» **Your assignment**
Quote the passage on Terri's court case, from "The courts not" to "and Smith assert.".

» **Text passage**

——

The courts not only are refusing her tube feeding, but have ordered that no attempts be made to provide her water or food by mouth. Terri swallows her own saliva. Spoon feeding is not medical treatment. "This outrageous order proves that the courts are not merely permitting medical treatment to be withheld, it has ordered her to be made dead," Nader and Smith assert.


The medical and rehabilitation experts are split on whether Terri is in a persistent vegetative state or whether Terri can be improved with therapy. There is only one way to know for sure- permit the therapy. That is the only way to resolve all doubts.


The court is imposing process over justice. After the first trial in this case, much evidence has been produced that should allow for a new trial-which was the point of the hasty federal legislation. If this were a death penalty case, this evidence would demand reconsideration. Yet, an innocent disabled woman is receiving less justice.

——

[Records taken from a dataset]
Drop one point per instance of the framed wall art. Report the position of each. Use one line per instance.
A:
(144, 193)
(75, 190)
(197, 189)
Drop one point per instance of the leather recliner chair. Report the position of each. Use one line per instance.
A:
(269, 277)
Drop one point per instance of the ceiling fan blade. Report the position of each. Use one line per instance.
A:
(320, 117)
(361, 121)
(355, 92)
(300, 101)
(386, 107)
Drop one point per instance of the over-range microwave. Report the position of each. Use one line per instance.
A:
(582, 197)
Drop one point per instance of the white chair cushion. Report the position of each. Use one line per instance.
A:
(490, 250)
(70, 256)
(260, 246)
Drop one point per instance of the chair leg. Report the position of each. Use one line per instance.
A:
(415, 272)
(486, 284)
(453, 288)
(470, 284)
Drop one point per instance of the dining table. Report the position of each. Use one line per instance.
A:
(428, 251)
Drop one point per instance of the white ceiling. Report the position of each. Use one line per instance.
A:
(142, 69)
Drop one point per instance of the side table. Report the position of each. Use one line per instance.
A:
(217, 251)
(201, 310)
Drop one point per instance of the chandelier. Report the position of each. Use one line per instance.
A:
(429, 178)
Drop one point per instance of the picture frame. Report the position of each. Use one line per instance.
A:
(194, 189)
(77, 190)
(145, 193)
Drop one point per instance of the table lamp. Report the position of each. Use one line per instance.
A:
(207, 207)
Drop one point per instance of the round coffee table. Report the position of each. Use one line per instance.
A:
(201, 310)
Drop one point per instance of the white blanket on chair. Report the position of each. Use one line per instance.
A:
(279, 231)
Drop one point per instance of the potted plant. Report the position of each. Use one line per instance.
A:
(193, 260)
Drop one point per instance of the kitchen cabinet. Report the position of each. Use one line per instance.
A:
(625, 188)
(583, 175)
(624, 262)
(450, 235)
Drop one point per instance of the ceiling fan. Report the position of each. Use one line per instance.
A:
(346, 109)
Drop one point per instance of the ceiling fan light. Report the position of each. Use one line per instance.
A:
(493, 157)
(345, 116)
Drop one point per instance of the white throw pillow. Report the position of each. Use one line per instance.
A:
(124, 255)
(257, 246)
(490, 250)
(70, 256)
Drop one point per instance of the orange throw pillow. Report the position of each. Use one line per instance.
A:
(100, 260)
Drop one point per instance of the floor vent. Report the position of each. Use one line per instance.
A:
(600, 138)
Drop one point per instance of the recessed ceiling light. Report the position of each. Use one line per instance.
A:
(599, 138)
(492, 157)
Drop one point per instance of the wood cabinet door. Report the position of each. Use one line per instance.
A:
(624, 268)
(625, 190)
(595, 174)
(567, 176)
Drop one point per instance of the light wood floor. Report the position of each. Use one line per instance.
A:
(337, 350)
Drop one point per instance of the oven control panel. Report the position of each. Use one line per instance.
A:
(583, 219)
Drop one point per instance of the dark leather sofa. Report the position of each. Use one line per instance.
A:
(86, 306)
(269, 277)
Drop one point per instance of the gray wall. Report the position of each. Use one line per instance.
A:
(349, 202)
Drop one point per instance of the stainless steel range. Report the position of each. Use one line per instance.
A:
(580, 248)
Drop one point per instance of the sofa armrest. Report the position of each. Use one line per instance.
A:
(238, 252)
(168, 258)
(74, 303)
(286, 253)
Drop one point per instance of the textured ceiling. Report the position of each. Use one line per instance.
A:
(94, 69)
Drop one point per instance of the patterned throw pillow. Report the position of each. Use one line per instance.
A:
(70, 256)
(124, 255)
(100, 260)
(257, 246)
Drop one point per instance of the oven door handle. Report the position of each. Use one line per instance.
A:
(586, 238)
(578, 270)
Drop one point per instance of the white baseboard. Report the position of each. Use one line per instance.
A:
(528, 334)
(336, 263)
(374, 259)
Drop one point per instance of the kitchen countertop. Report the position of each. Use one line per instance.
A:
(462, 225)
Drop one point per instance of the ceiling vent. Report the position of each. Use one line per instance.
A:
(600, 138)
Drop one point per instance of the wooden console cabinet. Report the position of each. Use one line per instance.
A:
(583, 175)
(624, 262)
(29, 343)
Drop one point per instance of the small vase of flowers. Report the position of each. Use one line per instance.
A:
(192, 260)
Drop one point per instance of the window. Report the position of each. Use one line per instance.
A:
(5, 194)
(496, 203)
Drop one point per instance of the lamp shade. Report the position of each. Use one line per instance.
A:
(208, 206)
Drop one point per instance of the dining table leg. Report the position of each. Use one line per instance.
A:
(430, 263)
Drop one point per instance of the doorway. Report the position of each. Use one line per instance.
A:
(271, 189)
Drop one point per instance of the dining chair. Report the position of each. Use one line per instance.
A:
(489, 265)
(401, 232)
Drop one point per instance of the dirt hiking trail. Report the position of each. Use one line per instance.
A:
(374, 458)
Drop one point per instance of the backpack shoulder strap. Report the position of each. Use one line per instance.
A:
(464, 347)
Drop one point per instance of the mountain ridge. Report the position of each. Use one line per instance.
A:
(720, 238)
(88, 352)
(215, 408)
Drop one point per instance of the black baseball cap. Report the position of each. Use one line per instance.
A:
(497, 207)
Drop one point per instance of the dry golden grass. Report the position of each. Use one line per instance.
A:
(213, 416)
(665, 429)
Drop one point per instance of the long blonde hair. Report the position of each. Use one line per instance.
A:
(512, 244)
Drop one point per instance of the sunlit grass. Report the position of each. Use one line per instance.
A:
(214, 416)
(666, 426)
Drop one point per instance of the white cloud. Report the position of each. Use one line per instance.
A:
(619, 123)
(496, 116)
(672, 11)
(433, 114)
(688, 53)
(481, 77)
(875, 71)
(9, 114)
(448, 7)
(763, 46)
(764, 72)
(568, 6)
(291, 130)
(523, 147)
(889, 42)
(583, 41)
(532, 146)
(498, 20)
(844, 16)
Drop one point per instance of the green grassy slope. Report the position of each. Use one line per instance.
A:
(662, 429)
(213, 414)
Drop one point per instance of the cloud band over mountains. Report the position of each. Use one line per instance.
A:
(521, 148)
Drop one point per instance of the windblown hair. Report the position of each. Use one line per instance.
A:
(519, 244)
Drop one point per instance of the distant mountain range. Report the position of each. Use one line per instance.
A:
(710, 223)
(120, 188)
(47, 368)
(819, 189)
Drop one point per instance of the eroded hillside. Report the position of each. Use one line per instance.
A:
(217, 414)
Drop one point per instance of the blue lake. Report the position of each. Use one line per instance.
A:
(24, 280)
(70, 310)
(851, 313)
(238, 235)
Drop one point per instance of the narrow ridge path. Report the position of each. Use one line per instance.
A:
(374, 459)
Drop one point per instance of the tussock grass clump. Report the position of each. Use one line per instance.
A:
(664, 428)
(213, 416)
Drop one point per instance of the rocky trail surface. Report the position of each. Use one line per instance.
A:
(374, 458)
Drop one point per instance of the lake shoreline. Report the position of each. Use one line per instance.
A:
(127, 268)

——

» **Reply to the exercise**
The courts not only are refusing her tube feeding, but have ordered that no attempts be made to provide her water or food by mouth. Terri swallows her own saliva. Spoon feeding is not medical treatment. "This outrageous order proves that the courts are not merely permitting medical treatment to be withheld, it has ordered her to be made dead," Nader and Smith assert.